Material provided |
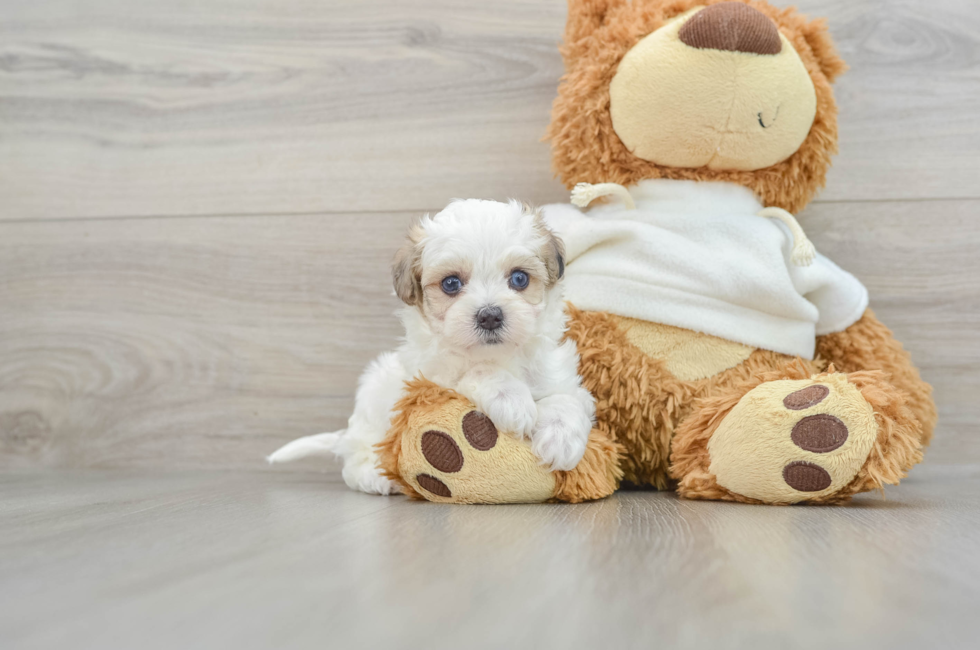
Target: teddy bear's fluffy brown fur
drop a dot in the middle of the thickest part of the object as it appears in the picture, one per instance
(652, 427)
(586, 148)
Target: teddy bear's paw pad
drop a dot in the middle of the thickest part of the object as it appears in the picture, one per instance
(794, 440)
(455, 454)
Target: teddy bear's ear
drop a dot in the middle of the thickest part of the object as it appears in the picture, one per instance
(818, 38)
(586, 16)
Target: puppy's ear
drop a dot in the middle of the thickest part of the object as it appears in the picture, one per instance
(553, 250)
(406, 269)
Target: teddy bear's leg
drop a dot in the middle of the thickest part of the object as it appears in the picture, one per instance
(788, 437)
(441, 448)
(869, 345)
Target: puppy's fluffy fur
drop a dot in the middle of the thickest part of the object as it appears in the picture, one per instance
(483, 315)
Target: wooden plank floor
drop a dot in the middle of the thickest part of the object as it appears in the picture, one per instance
(271, 560)
(198, 203)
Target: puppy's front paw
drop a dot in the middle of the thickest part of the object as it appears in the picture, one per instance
(512, 409)
(362, 473)
(561, 434)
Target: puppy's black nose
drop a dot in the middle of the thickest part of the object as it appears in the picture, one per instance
(490, 318)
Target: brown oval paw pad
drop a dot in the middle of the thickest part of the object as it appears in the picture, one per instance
(819, 433)
(479, 431)
(441, 451)
(806, 397)
(806, 477)
(433, 485)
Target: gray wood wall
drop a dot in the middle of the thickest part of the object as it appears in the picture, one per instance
(199, 199)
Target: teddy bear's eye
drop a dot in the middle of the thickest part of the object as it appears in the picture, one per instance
(451, 285)
(518, 280)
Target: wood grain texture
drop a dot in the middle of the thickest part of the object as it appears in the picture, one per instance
(251, 107)
(272, 560)
(207, 342)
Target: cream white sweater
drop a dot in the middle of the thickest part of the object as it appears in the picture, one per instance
(696, 255)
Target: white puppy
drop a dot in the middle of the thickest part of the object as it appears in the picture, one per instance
(484, 316)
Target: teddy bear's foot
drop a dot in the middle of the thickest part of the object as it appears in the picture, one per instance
(442, 449)
(818, 440)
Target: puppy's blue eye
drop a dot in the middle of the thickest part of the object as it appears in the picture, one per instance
(518, 280)
(451, 285)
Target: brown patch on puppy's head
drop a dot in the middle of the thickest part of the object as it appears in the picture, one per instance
(601, 33)
(406, 269)
(552, 253)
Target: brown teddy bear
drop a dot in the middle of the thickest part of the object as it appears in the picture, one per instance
(729, 360)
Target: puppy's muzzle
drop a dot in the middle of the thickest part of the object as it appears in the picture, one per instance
(490, 318)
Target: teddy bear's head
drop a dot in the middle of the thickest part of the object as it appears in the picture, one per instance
(697, 89)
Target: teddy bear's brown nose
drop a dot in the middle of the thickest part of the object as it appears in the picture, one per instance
(731, 26)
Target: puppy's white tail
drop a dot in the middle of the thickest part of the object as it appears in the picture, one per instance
(321, 444)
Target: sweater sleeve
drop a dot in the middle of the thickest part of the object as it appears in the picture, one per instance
(839, 297)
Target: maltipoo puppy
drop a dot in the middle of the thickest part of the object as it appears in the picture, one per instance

The request | Rewrite all of the records above, substituting "place a point" for every "drop a dot" and leaving every other line as it stands. Omit the pictures from your output.

Written solution |
Target: teddy bear's fluffy brown fur
place a point in the middle of the thickest part of the object as it appears in the picture, one per instance
(652, 427)
(586, 148)
Target: teddy bear's paw pad
place a point in the middle of the thickest part of the object as it appears in the picture, one per instance
(794, 440)
(455, 454)
Target: teddy bear's ear
place a point in the middle of the thickest part of the object as it appears in the picture, one per instance
(818, 38)
(586, 16)
Target: puppy's ear
place a point in the middle of the thickest part of the object as it appears in the picture, one per instance
(553, 250)
(406, 269)
Target: teddy bear's leg
place a point in the middle of the thickest part of the object as it appears in the picture, one per instance
(788, 437)
(441, 448)
(869, 345)
Target: puppy's fluffy fur
place a point in the middle of the thickest part of the object as it appears in the picture, one per instance
(483, 315)
Target: wooden plank floor
place a point in the middle of the thickest part of the object as it appears in the picture, one per instance
(271, 560)
(198, 203)
Target: puppy's front paw
place a point in the middle of the thickest part of the object as it appears in the picture, one per instance
(512, 409)
(362, 473)
(561, 434)
Target: puppy's black nose
place a point in the middle of the thickest part of the object as it appears in the picture, one per instance
(490, 318)
Target: brown oval paw pad
place a point in the middle of the thickest part of the object as it appears in the picture, one per instance
(819, 433)
(479, 431)
(441, 451)
(806, 397)
(806, 477)
(433, 485)
Target: gray wood wall
place a point in the middle of the thickest part of the object as it appears in the picture, one per instance
(199, 199)
Target: teddy bear's eye
place a point in the middle of the thickest part of the object as it appears in the picture, one per instance
(451, 285)
(518, 280)
Target: wood grain texture
place a point in the middle of the thickest part of the object as it appears in the picture, one per instance
(251, 107)
(272, 560)
(207, 342)
Target: cream white sweater
place a point in the middle of the thickest part of the object as it appears in the picture, one per instance
(696, 255)
Target: white puppy
place a point in the middle of the thickest part of the object as it appears in the picture, one per instance
(484, 316)
Target: teddy bear's foot
place a point in the middle of the thickest part of the object as it appears in the picture, one per instance
(442, 449)
(818, 440)
Target: puppy's blue eye
place a point in the middle of the thickest part of the object as it appears in the picture, one per instance
(518, 280)
(451, 285)
Target: brown patch on puppy's head
place a point in the middle of the thickest part of the object as it appears in the picture, one per instance
(601, 33)
(406, 269)
(552, 253)
Target: brown teddy bear
place a point in the middle of the thickest part of the object as it appears in the picture, one per instance
(729, 360)
Target: puppy's muzzle
place a point in the middle of the thickest part of the object as it appears in the picture, one per instance
(490, 318)
Target: teddy bear's head
place a point in the middle of the thickest part of the object as it appears in the picture, one per instance
(697, 89)
Target: teddy bear's brown nose
place a point in the middle of the thickest part of the object as it appears in the picture, one per instance
(731, 26)
Target: puppy's white tail
place a point in the middle of the thickest part of the object as it appears in the picture, one per instance
(321, 444)
Target: sweater sleeve
place a point in the middle of the thickest part of the object as it appears in the picture, one per instance
(839, 297)
Target: maltipoo puppy
place a point in the middle of the thickest part of the object as it appears in the picture, one per instance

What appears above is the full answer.